#### Text

Football Players Learn Teambuilding Through Summer Workouts

While many Auburn students are lounging around in a pool and dragging themselves to summer classes, football players are spending their summer intensely preparing for the upcoming season.

The team trains Monday through Friday, starting at 5 a.m., for roughly two hours. Highly recruited five-star freshman running back Michael Dyer is practicing alongside a bevy of seasoned athletes, but says he doesn't get intimidated.

"This team, we are worried more about getting better and not so much about what he can or can't do," Dyer said.

Dyer believes that at times it's hard being the new kid on the field because he's tossed right in the mix with veteran players.

"You try and come in and fit in and you try to learn quickly, and sometimes it's kind of hard because they know what they're doing, and if you mess up, they might have some words that you might not want to hear from them, but you have to listen to them anyway."

The main focus in the summer training regiment is learning terminology and plays, building team camaraderie and getting players bigger, faster and stronger.

"Right now, we get to learn how it's going to be when the season starts, with the running plays and the workout system and just how everything is run, including how the coaches are and how the football team reacts in certain situations," Dyer said. "Every day that we workout, it prepares you to be on the field."

Senior Zac Etheridge knows first hand how crucial summer training is.

########
#### Supplied entries

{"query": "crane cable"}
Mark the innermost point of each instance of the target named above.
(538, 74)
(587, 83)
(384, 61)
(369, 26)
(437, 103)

########

#### [Tasks to complete]
A – Using the article on summer workouts, answer these questions:
(i) At what time do the team's training sessions begin?
(ii) What position does Michael Dyer play?
(iii) Which senior is named as knowing how crucial summer training is?
B – Write out the passage of the article on summer workouts starting with "Football Players Learn" and going on through "with veteran players.", switching "5 a.m." to "6 a.m.".

#### [Responses to the tasks]
A –
(i) 5 a.m.
(ii) Running back
(iii) Zac Etheridge

B –
Football Players Learn Teambuilding Through Summer Workouts

While many Auburn students are lounging around in a pool and dragging themselves to summer classes, football players are spending their summer intensely preparing for the upcoming season.

The team trains Monday through Friday, starting at 6 a.m., for roughly two hours. Highly recruited five-star freshman running back Michael Dyer is practicing alongside a bevy of seasoned athletes, but says he doesn't get intimidated.

"This team, we are worried more about getting better and not so much about what he can or can't do," Dyer said.

Dyer believes that at times it's hard being the new kid on the field because he's tossed right in the mix with veteran players.